-- INSTRUCTIONS TO FOLLOW --
The entries should be given again in full. Alter nothing.
Segment Start: RECORDS PROVIDED
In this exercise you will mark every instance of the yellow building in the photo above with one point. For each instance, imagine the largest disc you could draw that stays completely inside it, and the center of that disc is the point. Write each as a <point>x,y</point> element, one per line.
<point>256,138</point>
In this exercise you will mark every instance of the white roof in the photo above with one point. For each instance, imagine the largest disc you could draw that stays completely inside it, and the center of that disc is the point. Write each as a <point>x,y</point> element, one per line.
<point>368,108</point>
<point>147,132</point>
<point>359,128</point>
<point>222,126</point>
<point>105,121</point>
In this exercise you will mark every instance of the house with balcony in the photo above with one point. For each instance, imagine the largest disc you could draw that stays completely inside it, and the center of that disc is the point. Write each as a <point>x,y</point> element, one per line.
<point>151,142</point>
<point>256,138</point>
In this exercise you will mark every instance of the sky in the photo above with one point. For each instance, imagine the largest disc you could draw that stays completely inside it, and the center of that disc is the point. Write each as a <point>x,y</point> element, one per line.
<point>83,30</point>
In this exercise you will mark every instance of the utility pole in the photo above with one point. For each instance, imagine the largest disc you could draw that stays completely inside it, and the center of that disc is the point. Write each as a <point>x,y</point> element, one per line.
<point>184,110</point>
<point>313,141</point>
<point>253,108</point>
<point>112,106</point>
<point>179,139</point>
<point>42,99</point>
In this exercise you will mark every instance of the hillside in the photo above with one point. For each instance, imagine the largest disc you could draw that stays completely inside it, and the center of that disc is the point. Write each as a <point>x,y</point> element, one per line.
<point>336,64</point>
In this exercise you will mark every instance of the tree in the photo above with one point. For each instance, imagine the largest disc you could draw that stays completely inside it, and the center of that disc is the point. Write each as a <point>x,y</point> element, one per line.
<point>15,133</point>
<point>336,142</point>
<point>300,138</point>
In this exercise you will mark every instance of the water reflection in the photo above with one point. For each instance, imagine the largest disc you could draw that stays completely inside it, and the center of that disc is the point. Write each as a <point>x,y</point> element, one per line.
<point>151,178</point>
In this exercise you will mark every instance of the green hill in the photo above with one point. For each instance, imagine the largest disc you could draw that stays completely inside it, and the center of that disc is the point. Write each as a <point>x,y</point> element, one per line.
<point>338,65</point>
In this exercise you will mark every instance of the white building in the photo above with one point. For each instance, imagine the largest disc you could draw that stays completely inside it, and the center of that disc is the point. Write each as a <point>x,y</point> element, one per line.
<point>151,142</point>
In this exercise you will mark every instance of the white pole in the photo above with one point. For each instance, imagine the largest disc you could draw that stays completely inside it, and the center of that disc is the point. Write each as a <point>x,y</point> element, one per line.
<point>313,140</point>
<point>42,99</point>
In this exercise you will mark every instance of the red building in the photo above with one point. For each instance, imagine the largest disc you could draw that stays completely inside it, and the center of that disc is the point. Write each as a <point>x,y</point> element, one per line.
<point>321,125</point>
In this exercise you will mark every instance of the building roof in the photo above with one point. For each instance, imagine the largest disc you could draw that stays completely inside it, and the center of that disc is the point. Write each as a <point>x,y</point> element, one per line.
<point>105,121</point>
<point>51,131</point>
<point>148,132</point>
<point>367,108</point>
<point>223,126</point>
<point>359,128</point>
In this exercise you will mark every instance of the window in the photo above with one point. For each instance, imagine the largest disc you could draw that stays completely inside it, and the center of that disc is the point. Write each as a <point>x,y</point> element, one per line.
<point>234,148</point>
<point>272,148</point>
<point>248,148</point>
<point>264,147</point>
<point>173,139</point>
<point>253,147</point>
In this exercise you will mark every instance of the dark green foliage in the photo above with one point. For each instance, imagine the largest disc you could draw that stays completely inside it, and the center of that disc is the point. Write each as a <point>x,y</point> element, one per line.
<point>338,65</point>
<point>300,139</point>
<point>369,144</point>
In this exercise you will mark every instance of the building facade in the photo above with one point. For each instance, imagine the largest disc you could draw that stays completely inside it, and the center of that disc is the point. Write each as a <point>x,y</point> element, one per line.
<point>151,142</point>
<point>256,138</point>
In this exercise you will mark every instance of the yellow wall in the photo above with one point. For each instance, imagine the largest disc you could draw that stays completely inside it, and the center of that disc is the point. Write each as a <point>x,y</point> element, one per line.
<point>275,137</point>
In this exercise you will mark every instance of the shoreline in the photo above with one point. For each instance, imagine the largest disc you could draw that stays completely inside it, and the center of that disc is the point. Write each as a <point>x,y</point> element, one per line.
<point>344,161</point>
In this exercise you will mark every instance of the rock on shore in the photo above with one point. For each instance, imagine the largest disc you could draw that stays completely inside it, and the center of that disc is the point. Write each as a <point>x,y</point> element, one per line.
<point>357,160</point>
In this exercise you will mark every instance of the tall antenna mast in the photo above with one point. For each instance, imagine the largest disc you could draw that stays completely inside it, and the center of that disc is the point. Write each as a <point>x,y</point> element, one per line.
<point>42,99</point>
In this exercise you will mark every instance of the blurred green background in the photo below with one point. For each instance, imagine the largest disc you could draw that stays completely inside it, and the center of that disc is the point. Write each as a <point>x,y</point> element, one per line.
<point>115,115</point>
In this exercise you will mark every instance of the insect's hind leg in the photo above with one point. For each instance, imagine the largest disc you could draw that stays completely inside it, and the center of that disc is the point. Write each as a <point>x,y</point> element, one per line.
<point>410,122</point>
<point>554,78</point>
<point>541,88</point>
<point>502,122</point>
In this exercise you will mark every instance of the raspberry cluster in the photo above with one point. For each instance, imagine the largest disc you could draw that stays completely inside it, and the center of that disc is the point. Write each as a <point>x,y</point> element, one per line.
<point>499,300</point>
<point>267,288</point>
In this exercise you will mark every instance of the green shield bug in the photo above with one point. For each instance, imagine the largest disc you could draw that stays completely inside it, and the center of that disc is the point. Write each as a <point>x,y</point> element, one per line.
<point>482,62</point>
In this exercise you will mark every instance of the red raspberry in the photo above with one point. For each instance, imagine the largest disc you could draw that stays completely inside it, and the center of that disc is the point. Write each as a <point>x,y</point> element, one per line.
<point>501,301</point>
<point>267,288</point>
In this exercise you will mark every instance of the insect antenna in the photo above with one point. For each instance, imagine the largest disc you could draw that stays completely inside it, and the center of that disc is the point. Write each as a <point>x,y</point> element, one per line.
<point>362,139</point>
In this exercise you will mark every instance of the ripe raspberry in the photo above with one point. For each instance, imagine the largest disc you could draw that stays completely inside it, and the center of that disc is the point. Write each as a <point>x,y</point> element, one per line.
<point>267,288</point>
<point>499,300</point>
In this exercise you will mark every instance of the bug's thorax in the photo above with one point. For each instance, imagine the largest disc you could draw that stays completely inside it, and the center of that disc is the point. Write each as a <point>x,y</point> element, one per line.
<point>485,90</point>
Segment End: RECORDS PROVIDED
-- EXERCISE SOLUTION --
In this exercise you will mark every instance of the yellow building in the photo above with one point. For each instance, imagine the largest disc you could draw that stays completely inside it, and the center of that disc is the point. Write each as a <point>x,y</point> element, one per line.
<point>256,138</point>
In this exercise you will mark every instance of the white roof in the photo above with one point. For each instance, imagine the largest disc you could draw that stays completely inside it, and the center of that disc is the point. Write each as a <point>x,y</point> element, one per line.
<point>368,108</point>
<point>147,132</point>
<point>359,128</point>
<point>222,126</point>
<point>105,121</point>
In this exercise you will mark every instance of the house with balcony in the photo above with one point. For each instance, imagine the largest disc you could draw that stays completely inside it, and the center of that disc is the point. Write each as a <point>x,y</point> element, one per line.
<point>151,142</point>
<point>256,138</point>
In this exercise you will mark every instance of the sky in the photo above with one point. For each instance, imagine the largest disc you could draw that stays completely inside it, and the center of that disc is the point. Write each as a <point>x,y</point> element, one per line.
<point>83,30</point>
In this exercise you will mark every instance of the utility pole in the photo above with one point. For each instance, imagine the largest disc you could draw that stays completely inside it, and the center of that disc is the point. Write each as a <point>x,y</point> element, one per line.
<point>184,110</point>
<point>313,141</point>
<point>253,108</point>
<point>112,106</point>
<point>179,139</point>
<point>42,99</point>
In this exercise you will mark every instance of the hillside in the photo above with one point. For each instance, imagine the largest disc you could draw that stays completely inside it, and the center of that disc is the point. Write each as a <point>x,y</point> element, one per line.
<point>336,64</point>
In this exercise you will mark every instance of the tree in the photo above with one point. For each instance, imagine the largest disc you could draw that stays completely inside it, and the center of that disc is the point. Write each as a <point>x,y</point> element, one per line.
<point>15,133</point>
<point>336,142</point>
<point>300,138</point>
In this exercise you will mark every instance of the water reflection in the photo above with one point. For each instance, imagine the largest disc you could draw that stays completely inside it, and the center of that disc is the point. Write each as a <point>x,y</point> element, one per line.
<point>151,178</point>
In this exercise you will mark every instance of the green hill in the photo above with one point. For each instance, imagine the largest disc you could draw that stays completely inside it, and the center of that disc is the point. Write each as a <point>x,y</point> element, one per line.
<point>338,65</point>
In this exercise you will mark every instance of the white building in the photo above with one point. For each instance, imagine the largest disc you could draw that stays completely inside it, and the center of that disc is the point. Write each as a <point>x,y</point> element, one per line.
<point>151,142</point>
In this exercise you will mark every instance of the white pole in the photo above with one point. For each instance, imagine the largest disc you could draw that stays completely inside it, and the center of that disc is the point. Write each as a <point>x,y</point> element, one per line.
<point>313,140</point>
<point>42,99</point>
In this exercise you will mark every instance of the red building in the photo above with one point. For each instance, imagine the largest disc you could draw that stays completely inside it, and the center of that disc is the point. Write each as a <point>x,y</point> element, one per line.
<point>321,125</point>
In this exercise you will mark every instance of the building roof in the photo above with one point. For each instance, imagine the largest disc you could draw that stays completely inside it, and the center of that disc is the point. Write each as a <point>x,y</point> element, one per line.
<point>105,121</point>
<point>51,131</point>
<point>148,132</point>
<point>367,108</point>
<point>223,126</point>
<point>359,128</point>
In this exercise you will mark every instance of the window in the photo above with one point. For each instance, imagine the largest disc you could draw that stays completely inside it, and the center of that disc is the point. Write each as a <point>x,y</point> element, one per line.
<point>234,148</point>
<point>272,148</point>
<point>248,148</point>
<point>264,147</point>
<point>173,139</point>
<point>253,147</point>
In this exercise you will mark every instance of the dark green foliage in the photo above with one point. For each instance, imagine the largest disc you could draw that stays completely inside it, and the center of that disc is the point. Write each as a <point>x,y</point> element, one per line.
<point>338,65</point>
<point>300,139</point>
<point>369,144</point>
In this exercise you will mark every instance of the building facade in the photo above with one point. For each instance, imagine the largest disc you could draw that stays completely inside it, and the center of that disc is the point. Write each as a <point>x,y</point> element, one per line.
<point>151,142</point>
<point>256,138</point>
In this exercise you will mark every instance of the yellow wall in the photo above with one point. For each instance, imagine the largest disc you could draw that stays completely inside it, and the center of that disc is the point. Write each as a <point>x,y</point> element, one per line.
<point>275,137</point>
In this exercise you will mark every instance of the shoreline in the photo above with one point. For each instance, imagine the largest disc you could draw that stays completely inside it, and the center of that disc is the point. Write each as a <point>x,y</point> element, one per line.
<point>344,161</point>
In this exercise you will mark every instance of the rock on shore in the photo above with one point. For each instance, imagine the largest disc you could draw that stays completely inside it, and the center of that disc is the point. Write each as a <point>x,y</point> element, one per line.
<point>357,160</point>
In this exercise you will mark every instance of the tall antenna mast in the photo above with one point. For each instance, imagine the largest disc you could draw that stays completely inside it, and the center of that disc is the point. Write each as a <point>x,y</point> element, one per line.
<point>42,99</point>
In this exercise you will mark every instance of the blurred green background in the photo below with one point. For each instance, imagine the largest disc you could draw that stays completely inside it, and the center of that disc is the point. Write each as a <point>x,y</point> element, one per line.
<point>115,115</point>
In this exercise you will mark every instance of the insect's hind leg in the photo above with one point. For each instance, imagine the largest disc you could draw that stays completely inside it, and the center of that disc is the point. Write each as a <point>x,y</point> element, one per line.
<point>410,122</point>
<point>554,78</point>
<point>541,88</point>
<point>502,122</point>
In this exercise you will mark every instance of the raspberry cluster in the photo above with one point. For each instance, imagine the largest disc you could draw that stays completely inside it, and the center of that disc is the point. Write each as a <point>x,y</point> element, one per line.
<point>499,300</point>
<point>267,288</point>
In this exercise you will mark every instance of the green shield bug in the photo above with one point. For each instance, imagine the largest disc you could draw that stays completely inside it, and the center of that disc is the point. Write each as a <point>x,y</point> element, one per line.
<point>482,62</point>
In this exercise you will mark every instance of the red raspberry in the photo above with one point. For each instance, imagine the largest disc you could draw that stays completely inside it, and the center of that disc is the point. Write each as a <point>x,y</point> element, one per line.
<point>501,301</point>
<point>267,288</point>
In this exercise you will mark every instance of the insect antenna in the photo above with one point. For each instance, imagine the largest disc you could draw that stays completely inside it, and the center of that disc is the point. Write each as a <point>x,y</point> element, one per line.
<point>362,139</point>
In this exercise you will mark every instance of the ripe raspberry in the photo above with one point. For each instance, imagine the largest disc you could draw that stays completely inside it, and the center of that disc is the point. Write each as a <point>x,y</point> element, one per line.
<point>267,288</point>
<point>499,300</point>
In this exercise you will mark every instance of the bug's thorax in the photo above with one point. For each instance, imagine the largest disc you could draw that stays completely inside it, and the center of that disc is the point. Write each as a <point>x,y</point> element, one per line.
<point>485,90</point>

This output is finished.